[Work to complete]
In the copy, include exactly the lines from the one with "Practice step: label each instance of the bullfighter's hand" through the end of the data and no others, both ends kept, with every picture left out.

[Stored items]
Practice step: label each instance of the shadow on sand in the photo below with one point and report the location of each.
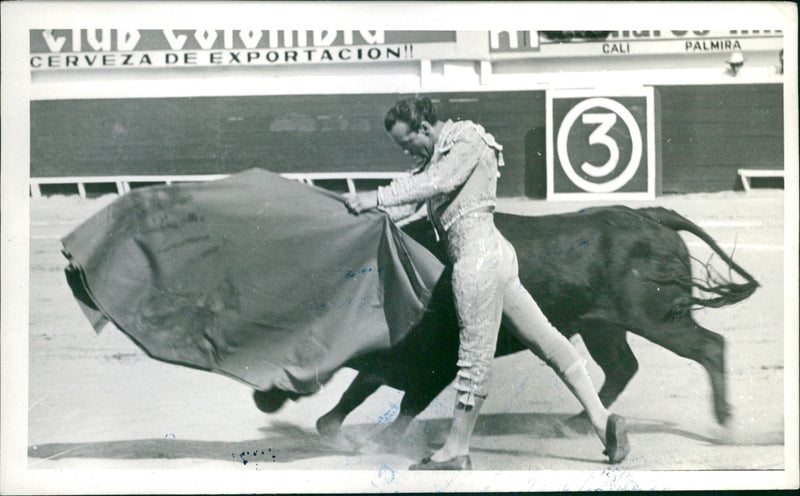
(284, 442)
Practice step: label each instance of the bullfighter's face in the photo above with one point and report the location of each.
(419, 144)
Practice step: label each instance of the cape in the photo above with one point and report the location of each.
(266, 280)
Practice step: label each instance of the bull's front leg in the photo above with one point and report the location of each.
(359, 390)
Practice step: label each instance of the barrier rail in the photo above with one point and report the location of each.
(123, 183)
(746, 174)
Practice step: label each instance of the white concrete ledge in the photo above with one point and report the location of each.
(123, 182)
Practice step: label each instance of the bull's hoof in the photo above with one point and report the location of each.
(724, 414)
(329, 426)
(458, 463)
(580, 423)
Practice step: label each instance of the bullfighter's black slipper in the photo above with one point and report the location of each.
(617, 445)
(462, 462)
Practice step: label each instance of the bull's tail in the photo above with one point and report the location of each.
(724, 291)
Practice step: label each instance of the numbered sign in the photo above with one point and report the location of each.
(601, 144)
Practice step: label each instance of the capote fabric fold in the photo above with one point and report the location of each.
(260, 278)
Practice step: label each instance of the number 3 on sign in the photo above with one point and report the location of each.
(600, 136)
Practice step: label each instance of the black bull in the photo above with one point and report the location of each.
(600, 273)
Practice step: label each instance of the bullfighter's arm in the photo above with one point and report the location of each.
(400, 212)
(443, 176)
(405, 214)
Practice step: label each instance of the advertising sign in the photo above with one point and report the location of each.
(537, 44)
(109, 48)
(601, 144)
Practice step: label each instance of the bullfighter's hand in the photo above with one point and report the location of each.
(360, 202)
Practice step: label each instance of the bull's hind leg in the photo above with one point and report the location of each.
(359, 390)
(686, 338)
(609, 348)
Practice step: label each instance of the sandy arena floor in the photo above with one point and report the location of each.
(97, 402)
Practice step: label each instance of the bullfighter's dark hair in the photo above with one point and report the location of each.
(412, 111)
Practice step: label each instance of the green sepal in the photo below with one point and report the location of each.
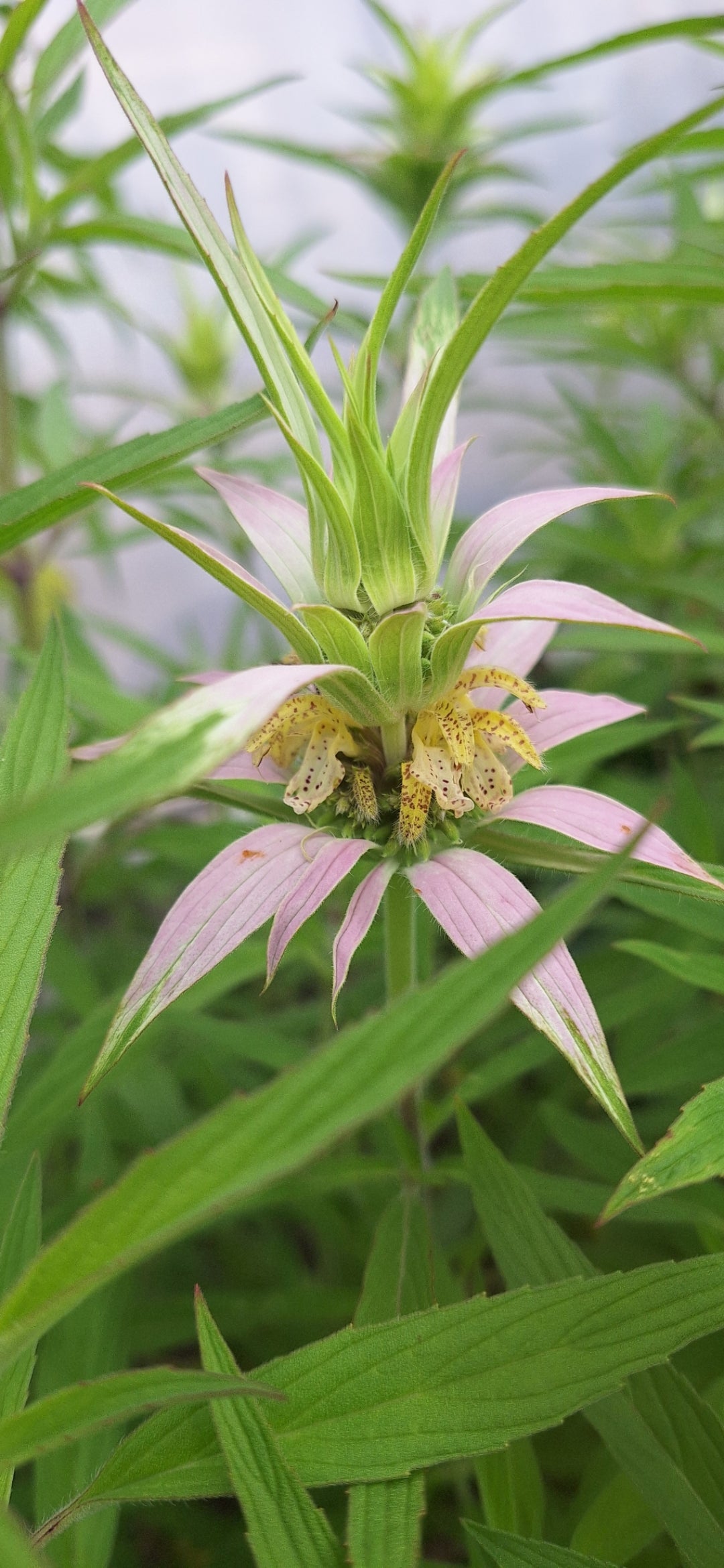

[Task answer]
Practice step: label each instance of the bullfighter's hand in the photo above with one point and report the location of each.
(360, 202)
Practice step: label each instance of the bull's hind leg in the photo above with one point and report the location of each.
(359, 390)
(686, 338)
(609, 348)
Practice step: label each instance of the sandy arena floor in the photo above with one point and report the location of each.
(97, 402)
Practice step: label each instance of the bullfighter's dark hair in the photo above with one point and report the location of each.
(412, 111)
Practice step: label each instance of the green sepal in the photo below with one point and report the location of each.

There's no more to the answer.